EXPLORE THE MATERIAL:
a) Condense the paragraph beginning "In Lean Management, waste" from the passage on 360 Value killer features into a short bulleted list that keeps its main facts.
b) From the passage on 360 Value killer features, output the text between "360 Value Criteria: Eliminate" and "for future adaptations.", inclusive, copied verbatim.

PROVIDED PASSAGE:

====

After intensively scanning the market for best-of-breed-examples, 360F has identified five killer features which fulfil the “360 Value” criteria.
360 Value Criteria: Understand what the customer perceives as value
Matching Killer Feature (#1): Customer insights as currency
Customers are willing to share their personal data – as long they receive something in return. Effectively creating customer insights will drive the financial institutions’ valuation in the near future. Currently, client preferences are barely retrievable in a structured manner and hence not used to engage the customer. In an optimistic scenario, the financial advisor will have an intuitive understanding of the customer profile including the customer’s life goals, investment objectives, fears and concerns and his/her desired communication method and pattern with the financial institution. If such insights are sourced for and analysed systematically, they will facilitate the development of tailor-made products, increase cross-selling effectiveness and pre-empt destructive emotional behaviour.
360 Value Criteria: Capture the excess surplus
Matching Killer Feature (#2): Customization driven by customer insights
Lean management focuses on perceived customer value while CLV measures the captured value. A potential gap exists as firms can fail to capture the full perceived value, leading to excess consumer surplus i.e. the price a consumer actually pays is less than what they would have been willing to pay. The airline industry does a fine job of capturing such excess surplus by engaging in price discrimination methods – made possible by offering product and service differentiation supported by structured client insights. In the investment space, the motivation to capture excess surplus will be born out of both push and pull factors. While stiff competition from passive funds such as Vanguard and Blackrock has started to erode incumbent Asset Managers’ market share, availability of customer insights will encourage these Asset Managers to offer customization.
360 Value Criteria: Eliminate waste which undermine the whole
Matching Killer Feature (#3): Workflow automation to orchestrate processes
In Lean Management, waste (“muda”) refers to non-value adding work which not only reduces profitability but also does not serve the customers. In financial services, the bulk of waste comes from manual interventions and passive processes. The growing stringency of regulations, contributes to at least three types of muda – defects, over-processing and waiting. Work flow automation eliminates these muda by embedding system intelligence and flexibility for future adaptations.

====

(Referring expression data)

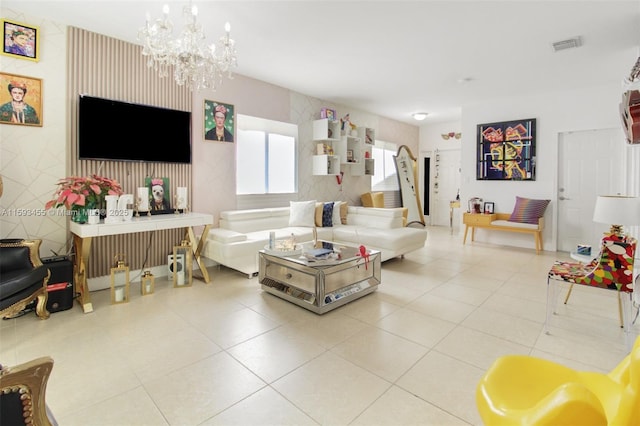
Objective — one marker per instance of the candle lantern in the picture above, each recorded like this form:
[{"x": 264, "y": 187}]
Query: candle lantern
[
  {"x": 147, "y": 283},
  {"x": 119, "y": 280},
  {"x": 181, "y": 267}
]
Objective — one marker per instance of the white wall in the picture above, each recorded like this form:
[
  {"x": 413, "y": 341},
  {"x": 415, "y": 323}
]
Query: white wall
[
  {"x": 32, "y": 159},
  {"x": 593, "y": 108}
]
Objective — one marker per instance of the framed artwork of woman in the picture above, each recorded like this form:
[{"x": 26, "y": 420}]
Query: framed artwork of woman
[
  {"x": 20, "y": 40},
  {"x": 219, "y": 121}
]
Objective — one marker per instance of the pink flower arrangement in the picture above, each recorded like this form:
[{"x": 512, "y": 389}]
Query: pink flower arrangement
[{"x": 79, "y": 191}]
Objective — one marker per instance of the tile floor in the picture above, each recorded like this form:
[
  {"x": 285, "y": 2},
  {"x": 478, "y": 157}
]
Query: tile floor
[{"x": 227, "y": 353}]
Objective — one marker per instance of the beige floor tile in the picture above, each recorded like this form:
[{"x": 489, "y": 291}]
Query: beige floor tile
[
  {"x": 193, "y": 394},
  {"x": 440, "y": 307},
  {"x": 331, "y": 390},
  {"x": 133, "y": 407},
  {"x": 236, "y": 327},
  {"x": 507, "y": 327},
  {"x": 399, "y": 407},
  {"x": 265, "y": 407},
  {"x": 445, "y": 382},
  {"x": 477, "y": 348},
  {"x": 277, "y": 352},
  {"x": 416, "y": 327},
  {"x": 226, "y": 352},
  {"x": 380, "y": 352},
  {"x": 461, "y": 293}
]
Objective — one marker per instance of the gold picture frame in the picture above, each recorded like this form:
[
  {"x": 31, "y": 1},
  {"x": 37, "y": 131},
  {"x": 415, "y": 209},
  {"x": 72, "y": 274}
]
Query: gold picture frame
[
  {"x": 20, "y": 100},
  {"x": 222, "y": 130},
  {"x": 20, "y": 40}
]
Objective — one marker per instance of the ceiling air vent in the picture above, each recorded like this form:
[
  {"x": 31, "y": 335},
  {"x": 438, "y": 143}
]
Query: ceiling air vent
[{"x": 567, "y": 44}]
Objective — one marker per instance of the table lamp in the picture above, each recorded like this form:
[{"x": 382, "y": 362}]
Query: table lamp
[{"x": 617, "y": 210}]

====

RESPONSES:
a)
- In Lean Management, waste ("muda") is non-value-adding work that cuts profitability and does not serve customers.
- In financial services, most waste comes from manual interventions and passive processes.
- Increasingly strict regulations contribute to at least three types of muda: defects, over-processing and waiting.
- Workflow automation removes this muda by building in system intelligence and flexibility for future adaptations.

b)
360 Value Criteria: Eliminate waste which undermine the whole
Matching Killer Feature (#3): Workflow automation to orchestrate processes
In Lean Management, waste (“muda”) refers to non-value adding work which not only reduces profitability but also does not serve the customers. In financial services, the bulk of waste comes from manual interventions and passive processes. The growing stringency of regulations, contributes to at least three types of muda – defects, over-processing and waiting. Work flow automation eliminates these muda by embedding system intelligence and flexibility for future adaptations.